### EXCERPT TO READ

Artifact of the week

This microfilm reader is used to project and magnify images stored in microform. Microform includes flat film, microfilm, microfiche, etc. Stored on open reels or cassettes, microfilm is often used as a way to store many documents in a small space.

Typically microfilm readers have a screen large enough to project the entire film image and a lens to magnify the image on the film to at least the size of the original document. The light source provides illumination. The film rolls are typically loaded on the left reel, threaded under the glass and then attached to a take-up reel on the right.

Other controls allow you to manipulate the images, enlarging or rotating it to place it in the position you desire to read the document. Some machines have the ability to create a printed copy of the document with the push of a button.

Microfilm has been increasingly used to store archived newspapers. The back issues of the “Arkansas Gazette” as well as the daily “Log Cabin Democrat,” beginning with the first issue in 1908, are available on microfilm at the State Archives, Faulkner County Library, UCA Torreyson Library and Hendrix College’s Bailey Library. The back issues of the weeklies, however, are only available at the Faulkner County Library and the State Archives.

I have had several inquiries from readers who were looking for copies of articles in back issues of the newspaper and this one way to access those old articles. The microfilm rolls are dated, usually with a month’s worth of newspapers on each reel. Knowing the date when the article was published is very helpful.

### STATED PROBLEM 1
Output the records, starting at their beginning and ending at the line containing "pixel 62 252", as a two-column CSV with the headers instruction and response. Give one row per instruction, with its full text and its answer each in a single quoted field and line breaks replaced by spaces.
The records are unrelated to the text about microfilm readers.

(Excerpts from a location annotation dataset)
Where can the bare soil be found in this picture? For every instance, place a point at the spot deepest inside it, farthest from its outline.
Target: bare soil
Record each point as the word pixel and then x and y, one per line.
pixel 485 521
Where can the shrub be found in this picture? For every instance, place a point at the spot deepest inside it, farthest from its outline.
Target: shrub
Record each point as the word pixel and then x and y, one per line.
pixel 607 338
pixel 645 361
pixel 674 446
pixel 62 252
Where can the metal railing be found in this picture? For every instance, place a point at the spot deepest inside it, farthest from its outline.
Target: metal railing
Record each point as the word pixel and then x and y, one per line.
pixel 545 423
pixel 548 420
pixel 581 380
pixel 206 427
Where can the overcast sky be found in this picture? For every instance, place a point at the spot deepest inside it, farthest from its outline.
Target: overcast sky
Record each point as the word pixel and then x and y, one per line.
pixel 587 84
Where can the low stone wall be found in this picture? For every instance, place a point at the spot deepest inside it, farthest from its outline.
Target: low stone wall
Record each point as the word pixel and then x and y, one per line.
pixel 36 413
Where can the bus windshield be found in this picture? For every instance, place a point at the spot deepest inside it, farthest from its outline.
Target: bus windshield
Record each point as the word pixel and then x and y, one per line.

### STATED PROBLEM 2
Can you copy the passage from the microfilm reader text starting at "Artifact of the" and ending at "a small space."?

### EXERCISE RESULT 1
instruction,response
"Where can the bare soil be found in this picture? For every instance, place a point at the spot deepest inside it, farthest from its outline. Target: bare soil Record each point as the word pixel and then x and y, one per line.","pixel 485 521"
"Where can the shrub be found in this picture? For every instance, place a point at the spot deepest inside it, farthest from its outline. Target: shrub Record each point as the word pixel and then x and y, one per line.","pixel 607 338 pixel 645 361 pixel 674 446 pixel 62 252"

### EXERCISE RESULT 2
Artifact of the week

This microfilm reader is used to project and magnify images stored in microform. Microform includes flat film, microfilm, microfiche, etc. Stored on open reels or cassettes, microfilm is often used as a way to store many documents in a small space.